• [Estratto]
-------------------------
‘I Topi’, la mafia e il popolo
Esistono due modi per raccontare il cancro radicato della mafia. Ricostruirla in tutta la sua cruda efferatezza oppure destrutturane il gretto principio. Del primo si è servita Gomorra, forte nel lasciare increduli per brutalità. Del secondo si è avvalsa invece La mafia uccide solo d’estate, beffarda nel disorientare per comicità. Stesso espediente scelto da I Topi, che dal senso dell’assurdo trae la propria energia.
I topi sono potenzialmente infetti e hanno potere infettivo. I topi zampettano quatti nei cunicoli più stretti del sottosuolo. Un topo è quindi anche Sebastiano, per interpretare il quale, Antonio Albanese ha rispolverato un enfatico accento siciliano.
Il protagonista della comedy da lui stesso scritta e diretta è infatti un malavitoso trapiantato al Nord, dove ammorba i piani edilizi di un comune non precisato, in compagnia di una cricchia di corrotti. Il problema, però, è che Sebastiano è in realtà un latitante. In molti lo credono morto (non certo la polizia) e per poter riunirsi con la sua combriccola deve ingegnarsi non poco. Nel muoversi di covo in covo ogni mezzo torna utile, dal carretto agricolo al monopattino elettrico, meglio se camuffandosi da donna (o sosia malriuscito di Renato Zero). In suo aiuto è sempre pronto ad accorrere U Stortu (il formidabile Nicola Rignanese), compare dal biondo posticcio.
-------------------------
• [Materiale estratto]

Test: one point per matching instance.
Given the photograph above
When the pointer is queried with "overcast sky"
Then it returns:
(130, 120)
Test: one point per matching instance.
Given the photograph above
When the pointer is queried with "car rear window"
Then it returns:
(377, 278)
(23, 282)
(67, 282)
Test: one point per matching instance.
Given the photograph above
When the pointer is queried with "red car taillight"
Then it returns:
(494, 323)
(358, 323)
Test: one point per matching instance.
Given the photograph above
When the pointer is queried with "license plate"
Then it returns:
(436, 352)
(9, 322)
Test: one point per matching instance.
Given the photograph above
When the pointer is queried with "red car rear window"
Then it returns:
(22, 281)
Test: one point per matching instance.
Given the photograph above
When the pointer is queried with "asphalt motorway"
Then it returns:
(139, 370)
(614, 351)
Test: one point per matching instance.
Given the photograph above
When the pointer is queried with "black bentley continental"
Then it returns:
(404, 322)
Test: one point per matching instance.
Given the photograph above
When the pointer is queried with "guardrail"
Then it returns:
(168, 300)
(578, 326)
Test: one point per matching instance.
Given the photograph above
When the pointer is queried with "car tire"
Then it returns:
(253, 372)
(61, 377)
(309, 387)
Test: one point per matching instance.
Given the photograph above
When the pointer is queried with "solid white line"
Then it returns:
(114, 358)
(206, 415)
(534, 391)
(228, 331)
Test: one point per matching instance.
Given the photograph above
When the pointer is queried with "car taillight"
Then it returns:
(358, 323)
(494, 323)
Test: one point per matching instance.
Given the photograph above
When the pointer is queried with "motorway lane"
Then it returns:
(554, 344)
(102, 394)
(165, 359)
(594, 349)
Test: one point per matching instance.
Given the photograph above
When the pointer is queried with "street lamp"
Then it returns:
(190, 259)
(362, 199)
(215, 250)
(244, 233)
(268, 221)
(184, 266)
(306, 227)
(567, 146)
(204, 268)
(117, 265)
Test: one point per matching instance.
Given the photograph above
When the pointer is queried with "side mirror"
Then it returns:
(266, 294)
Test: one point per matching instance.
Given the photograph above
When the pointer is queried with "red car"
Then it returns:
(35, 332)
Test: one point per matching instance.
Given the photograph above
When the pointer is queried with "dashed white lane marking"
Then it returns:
-------------------------
• [Completa quanto segue]
[1] Secondo l'estratto su I Topi, perché Sebastiano deve ingegnarsi non poco per riunirsi con la sua combriccola? Rispondi in una o due frasi.
[2] Scrivi il seguito dell'estratto su I Topi, riprendendo dopo la frase su U Stortu.
Il materiale non ha alcun ruolo in questo lavoro.

• [Risposte ai compiti]
[1] Perché Sebastiano è in realtà un latitante. Molti lo credono morto, ma non la polizia.

[2]
Non proprio un’eroica e malinconica latitanza alla Don Pietro Savastano, dunque. Anche perché, il resto delle sue giornate, Sebastiano lo trascorre recluso nella sua villetta, con una famiglia tutt’altro che ligia alla sua autorità. Un poco succube è soltanto la moglie Betta (Lorenza Indovina), mentre i figli non hanno alcuna intenzione di seguirne le orme. Carmela (Michela De Rossi), risponde solo al nome Carmen e studia economia, Benni (Andrea Colombo) è invece un’adolescente con la passione per la cucina molecolare. Completano il quadro zia Vincenza (Clelia Piscitello), scommettitrice incallita, e zio Vincenzo (Tony Sperandeo), felice di vivere da anni in un bunker sotterraneo, ascoltando Isoradio e dissacrando quel che lo circonda con un solo scurrile epiteto. Uno squillo di citofono – il conto finale è da record – e a Sabastiano tocca raggiungerlo lesto, infilandosi nel groviglio dei tunnel che collegano la casa. Spesso, sbagliando via.
La venatura di passaggi segreti annulla la staticità dei sei episodi di mezz’ora (in arrivo su Rai 3 e già disponibili su RaiPlay), che scorrono perlopiù in ambienti teatrali e soffocanti, in cui rimbombano le escandescenze farneticanti del boss atipico, corretto dai figli nel congiuntivo, inabile nel messaggio in codice, maldestro nell’affare losco.
Dal pretesto mafioso, la serie – recitata al meglio – finisce così per ricalcare il prepotente e attuale ritorno all’oscurantismo. Dopo Cetto La Qualunque e il Ministro della Paura – che nel circo di oggi parrebbero pur moderati – Albanese sposta la sua spaventosa lungimiranza politica e sociale sul fronte opposto. Quello del “popolo”, come va ormai di gran moda appellarvisi.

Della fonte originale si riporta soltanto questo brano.